**The tasks**:
A: Answer these questions using the text about the new semester in Uppsala, one answer per line, marked as the questions are:
(i) Which month and year appear at the top?
(ii) What will mark the first period at Uppsala for many of the new students?
(iii) Which website are readers told to check out?
B: Write out the part of the text about the new semester in Uppsala between "New semester about" and "a housing shortage.", inclusive, swapping "housing shortage" for "lack of housing".
[Document passage start]
Uppsala University, Sweden

Month: August 2013

New semester about to start: housing shortage and management retreat

You can see signs that a new semester is starting here in Uppsala. More and more students are returning from summer break. Some “old” students are taking make-up exams and preparing for the semester. Other “entirely new” ones are here to get to know their new hometown, find their nation, and get their bearings. For many of our new students, their first period at Uppsala will unfortunately be marked by a housing shortage.

To resolve the acute situation for our students, we all need to help out to make them feel at home, both in the town itself and with their studies, as soon as possible. Even a temporary place to stay for a one or a few weeks can be of great help in giving our new students a good start with their Uppsala experience. Check out the Uppsala Student Union website .
[Document passage end]
[Material supplied start]
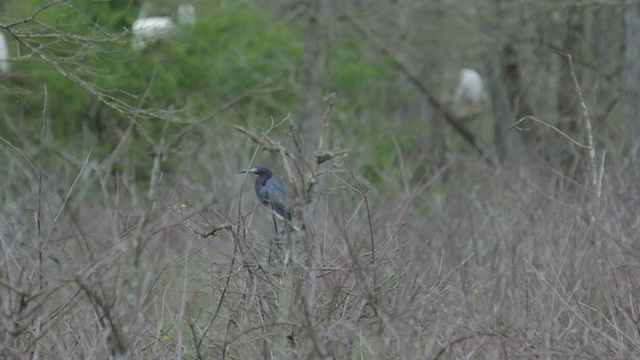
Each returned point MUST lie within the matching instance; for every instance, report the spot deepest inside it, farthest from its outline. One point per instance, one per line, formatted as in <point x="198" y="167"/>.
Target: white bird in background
<point x="4" y="54"/>
<point x="147" y="30"/>
<point x="470" y="87"/>
<point x="470" y="97"/>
[Material supplied end]
**Answers by task**:
A:
(i) August 2013
(ii) A housing shortage
(iii) The Uppsala Student Union website

B:
New semester about to start: lack of housing and management retreat

You can see signs that a new semester is starting here in Uppsala. More and more students are returning from summer break. Some “old” students are taking make-up exams and preparing for the semester. Other “entirely new” ones are here to get to know their new hometown, find their nation, and get their bearings. For many of our new students, their first period at Uppsala will unfortunately be marked by a lack of housing.